(Task instructions)
Find each line in the data below that contains the word "deeply", and copy those lines out in full.

(Working data)
◇ ◇ ◇ ◇
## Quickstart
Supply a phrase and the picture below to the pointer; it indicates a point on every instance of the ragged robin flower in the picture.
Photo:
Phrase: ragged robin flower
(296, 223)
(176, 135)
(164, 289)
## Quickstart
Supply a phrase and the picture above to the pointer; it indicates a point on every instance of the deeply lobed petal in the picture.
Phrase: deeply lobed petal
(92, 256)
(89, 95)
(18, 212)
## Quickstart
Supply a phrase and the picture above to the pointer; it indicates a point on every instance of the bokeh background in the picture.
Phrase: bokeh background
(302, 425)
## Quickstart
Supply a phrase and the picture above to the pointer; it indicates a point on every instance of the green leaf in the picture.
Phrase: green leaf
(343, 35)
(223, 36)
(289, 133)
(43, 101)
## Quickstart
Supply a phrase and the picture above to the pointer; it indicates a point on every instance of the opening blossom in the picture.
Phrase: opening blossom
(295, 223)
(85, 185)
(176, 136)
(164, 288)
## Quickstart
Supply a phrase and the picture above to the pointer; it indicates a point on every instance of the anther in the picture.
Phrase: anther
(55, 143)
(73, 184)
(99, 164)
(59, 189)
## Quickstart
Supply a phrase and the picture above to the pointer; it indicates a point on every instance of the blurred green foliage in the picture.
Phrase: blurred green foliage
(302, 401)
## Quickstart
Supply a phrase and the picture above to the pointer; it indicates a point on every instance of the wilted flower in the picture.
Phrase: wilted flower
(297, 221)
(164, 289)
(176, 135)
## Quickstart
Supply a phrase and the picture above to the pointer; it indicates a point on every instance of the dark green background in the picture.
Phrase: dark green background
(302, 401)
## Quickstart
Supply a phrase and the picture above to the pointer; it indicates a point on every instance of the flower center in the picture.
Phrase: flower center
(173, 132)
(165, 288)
◇ ◇ ◇ ◇
(Output of the task)
Supply a phrase and the picture above to the pointer; it indicates a point on every instance of the deeply lobed petal in the picture.
Phrase: deeply lobed petal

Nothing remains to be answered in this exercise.